--- Begin Dataset excerpts ---

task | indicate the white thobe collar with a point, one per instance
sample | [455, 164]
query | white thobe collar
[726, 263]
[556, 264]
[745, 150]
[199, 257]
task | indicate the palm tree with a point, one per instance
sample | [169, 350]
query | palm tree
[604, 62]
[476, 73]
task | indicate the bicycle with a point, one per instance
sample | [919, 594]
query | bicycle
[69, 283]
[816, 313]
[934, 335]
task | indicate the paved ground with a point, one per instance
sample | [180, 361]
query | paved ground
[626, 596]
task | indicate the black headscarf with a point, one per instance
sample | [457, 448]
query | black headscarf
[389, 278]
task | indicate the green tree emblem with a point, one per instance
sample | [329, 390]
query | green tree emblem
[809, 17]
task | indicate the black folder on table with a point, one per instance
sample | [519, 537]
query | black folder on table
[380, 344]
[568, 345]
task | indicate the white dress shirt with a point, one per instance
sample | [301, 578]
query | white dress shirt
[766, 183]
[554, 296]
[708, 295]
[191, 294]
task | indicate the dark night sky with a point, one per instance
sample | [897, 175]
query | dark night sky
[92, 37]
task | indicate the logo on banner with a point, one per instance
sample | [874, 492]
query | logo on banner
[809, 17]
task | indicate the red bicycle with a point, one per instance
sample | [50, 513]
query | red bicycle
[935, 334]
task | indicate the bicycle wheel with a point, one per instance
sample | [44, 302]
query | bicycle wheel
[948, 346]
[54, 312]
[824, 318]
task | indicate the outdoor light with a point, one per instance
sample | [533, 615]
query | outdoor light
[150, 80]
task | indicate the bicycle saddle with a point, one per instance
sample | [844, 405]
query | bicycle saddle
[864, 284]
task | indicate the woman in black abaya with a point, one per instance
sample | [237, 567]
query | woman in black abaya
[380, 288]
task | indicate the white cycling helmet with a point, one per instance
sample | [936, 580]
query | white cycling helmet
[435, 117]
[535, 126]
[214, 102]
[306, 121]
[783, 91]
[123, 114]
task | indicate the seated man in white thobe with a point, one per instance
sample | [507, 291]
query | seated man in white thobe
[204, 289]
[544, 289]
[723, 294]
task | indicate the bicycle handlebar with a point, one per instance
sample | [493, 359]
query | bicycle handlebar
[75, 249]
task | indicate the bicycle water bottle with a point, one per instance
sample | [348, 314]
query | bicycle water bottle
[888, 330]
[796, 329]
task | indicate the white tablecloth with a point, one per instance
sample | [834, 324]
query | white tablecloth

--- End Dataset excerpts ---

### Task
Reproduce exactly the lines from the one with "task | indicate the dark" through the end of the entries above, both ends included.

### Output for this exercise
task | indicate the dark night sky with a point, one per instance
sample | [897, 175]
query | dark night sky
[92, 37]
task | indicate the logo on banner with a point, one per instance
sample | [874, 492]
query | logo on banner
[809, 17]
task | indicate the red bicycle with a point, one per instance
sample | [50, 513]
query | red bicycle
[935, 334]
task | indicate the bicycle wheel with a point, one per instance
sample | [44, 302]
query | bicycle wheel
[948, 346]
[54, 312]
[824, 318]
task | indicate the outdoor light with a point, one per instance
sample | [533, 615]
query | outdoor light
[150, 80]
task | indicate the bicycle saddle with a point, one per instance
sample | [844, 405]
query | bicycle saddle
[864, 284]
task | indicate the woman in black abaya with a point, one per instance
sample | [237, 567]
query | woman in black abaya
[380, 288]
task | indicate the white cycling helmet with a point, one per instance
sample | [936, 580]
query | white cycling helmet
[435, 117]
[535, 126]
[214, 102]
[306, 121]
[783, 91]
[123, 114]
task | indicate the seated man in white thobe with a point, one per instance
sample | [507, 291]
query | seated man in white thobe
[204, 289]
[544, 289]
[723, 294]
task | indicate the bicycle handlebar with a point, one per instance
sample | [493, 359]
query | bicycle handlebar
[75, 249]
task | indicate the bicycle water bottle with a point, one per instance
sample | [348, 314]
query | bicycle water bottle
[888, 330]
[796, 329]
task | indicate the white tablecloth with a point, one per instance
sample | [834, 324]
query | white tablecloth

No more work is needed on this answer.